Below are some records. Return exactly the lines from the one containing "railway sleeper, written" through the one containing "column 32, row 86", both included, and only those.

======== DATA FOR THE TASK

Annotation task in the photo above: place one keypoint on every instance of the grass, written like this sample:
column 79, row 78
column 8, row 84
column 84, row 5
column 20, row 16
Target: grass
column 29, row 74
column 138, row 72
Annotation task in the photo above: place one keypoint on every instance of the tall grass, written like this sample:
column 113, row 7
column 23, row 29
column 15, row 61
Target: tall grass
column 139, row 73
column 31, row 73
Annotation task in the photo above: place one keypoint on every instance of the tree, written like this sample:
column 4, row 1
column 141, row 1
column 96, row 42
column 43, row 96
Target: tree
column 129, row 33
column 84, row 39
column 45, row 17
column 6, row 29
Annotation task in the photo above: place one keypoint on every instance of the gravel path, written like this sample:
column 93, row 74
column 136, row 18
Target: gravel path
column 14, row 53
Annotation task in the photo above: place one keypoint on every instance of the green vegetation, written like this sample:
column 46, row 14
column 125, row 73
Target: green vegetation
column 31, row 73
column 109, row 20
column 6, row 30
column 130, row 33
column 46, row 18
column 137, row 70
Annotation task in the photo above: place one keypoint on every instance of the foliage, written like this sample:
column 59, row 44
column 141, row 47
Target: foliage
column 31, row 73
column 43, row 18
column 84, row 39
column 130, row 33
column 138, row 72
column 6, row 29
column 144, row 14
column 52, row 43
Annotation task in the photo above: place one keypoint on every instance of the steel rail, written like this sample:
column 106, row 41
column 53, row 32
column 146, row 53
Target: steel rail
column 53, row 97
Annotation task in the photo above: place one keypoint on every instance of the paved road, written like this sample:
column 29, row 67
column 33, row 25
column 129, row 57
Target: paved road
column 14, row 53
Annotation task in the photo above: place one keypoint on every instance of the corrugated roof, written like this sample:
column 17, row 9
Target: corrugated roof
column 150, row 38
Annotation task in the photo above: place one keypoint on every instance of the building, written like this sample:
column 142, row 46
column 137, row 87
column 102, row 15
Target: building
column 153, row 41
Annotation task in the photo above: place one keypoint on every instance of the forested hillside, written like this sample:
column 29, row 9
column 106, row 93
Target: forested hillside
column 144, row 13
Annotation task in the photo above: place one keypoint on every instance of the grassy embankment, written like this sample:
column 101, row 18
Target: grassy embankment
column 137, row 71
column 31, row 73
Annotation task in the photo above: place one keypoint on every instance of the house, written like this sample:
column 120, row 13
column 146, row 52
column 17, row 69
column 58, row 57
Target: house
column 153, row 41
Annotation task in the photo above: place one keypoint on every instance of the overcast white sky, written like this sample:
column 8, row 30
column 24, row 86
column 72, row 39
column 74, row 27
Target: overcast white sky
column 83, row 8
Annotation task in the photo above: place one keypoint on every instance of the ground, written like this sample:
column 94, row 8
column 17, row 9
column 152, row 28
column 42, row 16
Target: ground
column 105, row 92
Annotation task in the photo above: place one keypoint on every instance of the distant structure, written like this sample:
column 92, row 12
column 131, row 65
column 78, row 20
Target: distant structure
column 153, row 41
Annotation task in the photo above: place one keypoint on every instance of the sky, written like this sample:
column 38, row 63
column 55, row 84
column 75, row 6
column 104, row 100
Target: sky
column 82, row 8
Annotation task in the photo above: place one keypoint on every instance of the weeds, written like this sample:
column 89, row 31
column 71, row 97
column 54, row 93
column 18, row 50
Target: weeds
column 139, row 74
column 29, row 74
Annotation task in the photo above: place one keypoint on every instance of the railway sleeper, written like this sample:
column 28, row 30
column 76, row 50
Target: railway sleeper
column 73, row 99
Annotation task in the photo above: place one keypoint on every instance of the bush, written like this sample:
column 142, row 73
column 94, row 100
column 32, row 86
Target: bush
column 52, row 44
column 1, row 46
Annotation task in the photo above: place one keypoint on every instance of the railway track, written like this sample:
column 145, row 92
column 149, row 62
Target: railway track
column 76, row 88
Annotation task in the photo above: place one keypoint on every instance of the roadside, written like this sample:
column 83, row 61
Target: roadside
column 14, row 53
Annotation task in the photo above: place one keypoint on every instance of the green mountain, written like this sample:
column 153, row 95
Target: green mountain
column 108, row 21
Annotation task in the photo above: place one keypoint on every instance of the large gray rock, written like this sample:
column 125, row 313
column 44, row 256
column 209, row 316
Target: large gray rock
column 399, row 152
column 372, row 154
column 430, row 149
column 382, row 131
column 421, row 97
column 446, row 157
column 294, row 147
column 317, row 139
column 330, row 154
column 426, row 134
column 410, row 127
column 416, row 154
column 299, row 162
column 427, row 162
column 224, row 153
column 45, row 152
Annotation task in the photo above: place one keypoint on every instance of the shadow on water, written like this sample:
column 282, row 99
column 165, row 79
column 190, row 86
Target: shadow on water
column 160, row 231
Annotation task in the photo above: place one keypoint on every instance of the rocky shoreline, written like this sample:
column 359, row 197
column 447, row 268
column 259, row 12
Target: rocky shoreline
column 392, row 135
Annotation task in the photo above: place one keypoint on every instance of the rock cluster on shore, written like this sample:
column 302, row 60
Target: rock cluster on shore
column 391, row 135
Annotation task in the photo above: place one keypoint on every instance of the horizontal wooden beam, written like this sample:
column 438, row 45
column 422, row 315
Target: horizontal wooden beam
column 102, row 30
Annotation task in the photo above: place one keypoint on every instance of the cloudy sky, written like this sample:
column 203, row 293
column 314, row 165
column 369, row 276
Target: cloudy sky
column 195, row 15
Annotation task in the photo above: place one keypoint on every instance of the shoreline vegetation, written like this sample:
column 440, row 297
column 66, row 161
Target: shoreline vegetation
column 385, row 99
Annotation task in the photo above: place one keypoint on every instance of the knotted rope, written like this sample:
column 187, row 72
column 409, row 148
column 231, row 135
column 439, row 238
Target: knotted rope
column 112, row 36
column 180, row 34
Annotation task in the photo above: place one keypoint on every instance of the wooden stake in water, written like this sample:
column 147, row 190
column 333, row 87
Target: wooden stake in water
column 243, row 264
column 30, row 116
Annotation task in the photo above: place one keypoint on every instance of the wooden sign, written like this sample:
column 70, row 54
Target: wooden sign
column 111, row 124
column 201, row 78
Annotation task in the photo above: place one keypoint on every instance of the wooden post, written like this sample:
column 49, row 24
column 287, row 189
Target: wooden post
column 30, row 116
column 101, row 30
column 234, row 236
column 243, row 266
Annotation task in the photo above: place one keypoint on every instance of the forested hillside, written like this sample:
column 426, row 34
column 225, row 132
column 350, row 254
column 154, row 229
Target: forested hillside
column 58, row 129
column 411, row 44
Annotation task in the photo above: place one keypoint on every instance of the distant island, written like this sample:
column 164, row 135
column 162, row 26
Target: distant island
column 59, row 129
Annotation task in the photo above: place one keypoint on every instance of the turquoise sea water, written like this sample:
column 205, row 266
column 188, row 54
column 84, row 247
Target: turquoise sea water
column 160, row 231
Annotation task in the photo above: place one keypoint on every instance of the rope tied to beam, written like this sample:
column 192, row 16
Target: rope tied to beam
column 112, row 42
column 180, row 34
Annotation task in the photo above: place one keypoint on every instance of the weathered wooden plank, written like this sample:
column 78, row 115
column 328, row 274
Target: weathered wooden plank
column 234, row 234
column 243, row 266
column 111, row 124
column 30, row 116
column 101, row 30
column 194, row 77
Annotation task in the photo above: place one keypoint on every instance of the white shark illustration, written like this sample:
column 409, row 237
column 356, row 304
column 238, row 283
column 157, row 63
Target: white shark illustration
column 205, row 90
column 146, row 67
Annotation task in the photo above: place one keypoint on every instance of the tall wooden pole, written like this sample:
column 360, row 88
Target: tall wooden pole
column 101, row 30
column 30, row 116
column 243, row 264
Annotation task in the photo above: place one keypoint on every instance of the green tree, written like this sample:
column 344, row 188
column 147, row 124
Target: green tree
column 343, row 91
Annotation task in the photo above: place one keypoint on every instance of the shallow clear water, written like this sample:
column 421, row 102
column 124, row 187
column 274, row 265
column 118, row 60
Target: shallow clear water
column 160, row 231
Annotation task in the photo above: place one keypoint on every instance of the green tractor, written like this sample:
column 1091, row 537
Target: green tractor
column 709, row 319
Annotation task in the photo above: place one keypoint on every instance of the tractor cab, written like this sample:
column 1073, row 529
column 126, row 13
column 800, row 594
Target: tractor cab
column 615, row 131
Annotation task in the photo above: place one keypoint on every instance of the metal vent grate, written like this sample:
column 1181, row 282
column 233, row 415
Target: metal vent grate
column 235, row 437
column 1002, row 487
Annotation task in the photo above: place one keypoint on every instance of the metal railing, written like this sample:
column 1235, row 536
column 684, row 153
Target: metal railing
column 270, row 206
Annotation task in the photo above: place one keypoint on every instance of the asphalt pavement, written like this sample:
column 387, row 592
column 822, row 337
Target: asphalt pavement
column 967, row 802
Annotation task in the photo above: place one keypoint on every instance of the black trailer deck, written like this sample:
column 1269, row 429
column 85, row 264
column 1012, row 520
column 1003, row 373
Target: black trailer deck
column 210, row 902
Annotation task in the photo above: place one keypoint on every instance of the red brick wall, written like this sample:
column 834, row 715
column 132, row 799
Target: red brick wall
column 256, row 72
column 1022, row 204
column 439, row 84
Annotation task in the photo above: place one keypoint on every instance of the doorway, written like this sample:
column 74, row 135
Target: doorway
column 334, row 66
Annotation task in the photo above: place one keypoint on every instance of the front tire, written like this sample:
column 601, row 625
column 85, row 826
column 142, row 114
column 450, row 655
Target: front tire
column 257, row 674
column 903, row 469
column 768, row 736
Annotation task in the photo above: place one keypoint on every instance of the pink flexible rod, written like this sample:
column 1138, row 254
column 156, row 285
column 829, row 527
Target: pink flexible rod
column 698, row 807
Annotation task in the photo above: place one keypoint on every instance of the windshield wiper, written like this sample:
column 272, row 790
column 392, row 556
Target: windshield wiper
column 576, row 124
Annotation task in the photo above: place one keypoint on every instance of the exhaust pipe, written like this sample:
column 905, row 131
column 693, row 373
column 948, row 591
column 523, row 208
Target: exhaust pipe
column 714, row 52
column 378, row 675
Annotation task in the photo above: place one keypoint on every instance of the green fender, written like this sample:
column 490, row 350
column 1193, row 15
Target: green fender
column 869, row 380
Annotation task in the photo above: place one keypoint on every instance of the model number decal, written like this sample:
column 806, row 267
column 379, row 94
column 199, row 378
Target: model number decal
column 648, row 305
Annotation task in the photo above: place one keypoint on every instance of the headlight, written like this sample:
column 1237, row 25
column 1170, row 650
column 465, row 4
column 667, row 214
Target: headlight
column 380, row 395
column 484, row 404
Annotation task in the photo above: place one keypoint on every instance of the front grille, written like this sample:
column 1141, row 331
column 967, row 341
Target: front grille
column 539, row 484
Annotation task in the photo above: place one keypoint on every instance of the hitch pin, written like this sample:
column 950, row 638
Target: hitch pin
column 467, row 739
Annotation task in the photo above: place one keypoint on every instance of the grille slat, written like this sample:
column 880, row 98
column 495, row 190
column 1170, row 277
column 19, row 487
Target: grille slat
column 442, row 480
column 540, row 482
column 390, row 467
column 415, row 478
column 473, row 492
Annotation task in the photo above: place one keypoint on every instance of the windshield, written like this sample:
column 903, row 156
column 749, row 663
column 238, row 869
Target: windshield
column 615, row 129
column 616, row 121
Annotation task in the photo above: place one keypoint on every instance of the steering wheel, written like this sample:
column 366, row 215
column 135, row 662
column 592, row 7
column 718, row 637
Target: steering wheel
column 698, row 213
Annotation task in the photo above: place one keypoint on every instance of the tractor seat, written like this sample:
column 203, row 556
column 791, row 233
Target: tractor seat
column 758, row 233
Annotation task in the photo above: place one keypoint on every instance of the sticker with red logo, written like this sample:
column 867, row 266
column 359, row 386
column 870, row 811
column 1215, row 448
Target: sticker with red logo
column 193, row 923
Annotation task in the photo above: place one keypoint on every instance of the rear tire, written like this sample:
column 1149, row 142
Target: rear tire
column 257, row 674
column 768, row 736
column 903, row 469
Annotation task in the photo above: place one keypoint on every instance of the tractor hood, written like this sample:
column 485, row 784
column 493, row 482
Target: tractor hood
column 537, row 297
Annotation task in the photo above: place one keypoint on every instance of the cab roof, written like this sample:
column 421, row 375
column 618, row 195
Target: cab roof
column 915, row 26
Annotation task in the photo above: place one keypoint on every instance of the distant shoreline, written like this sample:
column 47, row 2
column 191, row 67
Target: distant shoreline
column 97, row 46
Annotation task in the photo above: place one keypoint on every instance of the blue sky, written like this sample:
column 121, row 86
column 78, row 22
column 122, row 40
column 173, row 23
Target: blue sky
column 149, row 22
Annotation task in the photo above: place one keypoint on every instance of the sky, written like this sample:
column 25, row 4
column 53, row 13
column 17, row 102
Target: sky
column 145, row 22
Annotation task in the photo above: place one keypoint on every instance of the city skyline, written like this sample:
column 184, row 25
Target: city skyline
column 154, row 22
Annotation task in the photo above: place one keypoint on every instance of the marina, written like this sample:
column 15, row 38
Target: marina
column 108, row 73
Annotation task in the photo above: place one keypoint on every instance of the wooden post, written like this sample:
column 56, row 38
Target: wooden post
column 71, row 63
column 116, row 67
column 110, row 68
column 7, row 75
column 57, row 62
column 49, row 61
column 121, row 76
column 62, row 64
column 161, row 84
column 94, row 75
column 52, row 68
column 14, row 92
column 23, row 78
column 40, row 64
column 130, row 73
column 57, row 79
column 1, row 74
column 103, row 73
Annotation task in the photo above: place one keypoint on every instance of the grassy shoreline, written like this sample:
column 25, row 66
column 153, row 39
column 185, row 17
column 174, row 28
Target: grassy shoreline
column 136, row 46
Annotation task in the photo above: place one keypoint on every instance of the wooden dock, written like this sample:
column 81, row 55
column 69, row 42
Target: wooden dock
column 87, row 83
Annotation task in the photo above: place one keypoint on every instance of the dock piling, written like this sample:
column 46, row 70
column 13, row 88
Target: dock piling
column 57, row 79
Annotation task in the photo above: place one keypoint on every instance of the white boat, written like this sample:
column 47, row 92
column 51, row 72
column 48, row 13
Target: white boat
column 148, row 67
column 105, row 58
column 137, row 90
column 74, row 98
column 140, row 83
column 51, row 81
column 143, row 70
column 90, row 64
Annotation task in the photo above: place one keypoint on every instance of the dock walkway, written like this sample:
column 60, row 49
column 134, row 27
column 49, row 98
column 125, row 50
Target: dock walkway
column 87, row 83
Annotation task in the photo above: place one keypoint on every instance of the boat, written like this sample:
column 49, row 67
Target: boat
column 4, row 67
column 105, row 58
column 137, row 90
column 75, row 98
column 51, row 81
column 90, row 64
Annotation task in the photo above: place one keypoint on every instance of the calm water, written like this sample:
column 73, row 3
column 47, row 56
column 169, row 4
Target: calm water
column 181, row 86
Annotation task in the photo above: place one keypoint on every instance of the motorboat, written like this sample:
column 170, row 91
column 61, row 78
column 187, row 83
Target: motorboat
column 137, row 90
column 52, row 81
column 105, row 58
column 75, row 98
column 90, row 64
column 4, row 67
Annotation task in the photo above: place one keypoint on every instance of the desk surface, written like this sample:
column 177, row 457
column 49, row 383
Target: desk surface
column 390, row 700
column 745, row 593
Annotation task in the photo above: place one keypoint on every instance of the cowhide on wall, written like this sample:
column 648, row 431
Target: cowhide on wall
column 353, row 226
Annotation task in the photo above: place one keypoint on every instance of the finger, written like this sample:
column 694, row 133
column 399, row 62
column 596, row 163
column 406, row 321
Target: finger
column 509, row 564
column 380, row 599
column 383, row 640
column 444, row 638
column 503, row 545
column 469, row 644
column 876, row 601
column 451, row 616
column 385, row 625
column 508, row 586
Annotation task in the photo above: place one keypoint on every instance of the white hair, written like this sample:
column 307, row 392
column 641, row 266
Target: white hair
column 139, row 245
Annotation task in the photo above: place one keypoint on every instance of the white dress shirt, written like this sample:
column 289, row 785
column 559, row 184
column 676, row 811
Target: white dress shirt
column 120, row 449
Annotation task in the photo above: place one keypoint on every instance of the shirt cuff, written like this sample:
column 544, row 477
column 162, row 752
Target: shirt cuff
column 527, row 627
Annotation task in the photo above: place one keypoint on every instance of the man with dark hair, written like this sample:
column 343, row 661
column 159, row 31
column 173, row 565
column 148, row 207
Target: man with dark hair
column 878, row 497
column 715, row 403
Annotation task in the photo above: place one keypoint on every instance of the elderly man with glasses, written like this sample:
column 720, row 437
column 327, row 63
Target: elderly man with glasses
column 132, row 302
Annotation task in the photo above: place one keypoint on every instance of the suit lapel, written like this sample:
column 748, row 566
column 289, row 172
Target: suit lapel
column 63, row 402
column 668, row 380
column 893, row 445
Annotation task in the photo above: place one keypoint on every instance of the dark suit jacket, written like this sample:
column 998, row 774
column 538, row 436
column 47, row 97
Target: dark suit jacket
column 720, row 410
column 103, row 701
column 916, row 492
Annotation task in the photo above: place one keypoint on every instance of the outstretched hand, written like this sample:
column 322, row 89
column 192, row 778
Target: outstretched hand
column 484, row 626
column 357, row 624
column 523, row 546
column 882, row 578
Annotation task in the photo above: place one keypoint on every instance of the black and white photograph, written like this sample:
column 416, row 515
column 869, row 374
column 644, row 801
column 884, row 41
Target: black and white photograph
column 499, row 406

================

**EXERCISE RESPONSE:**
Annotation task in the photo above: place one keypoint on every instance of the railway sleeper, written like this sample:
column 28, row 30
column 76, row 50
Target: railway sleeper
column 73, row 99
Annotation task in the photo above: place one keypoint on every instance of the bush, written like this sample:
column 142, row 73
column 94, row 100
column 32, row 86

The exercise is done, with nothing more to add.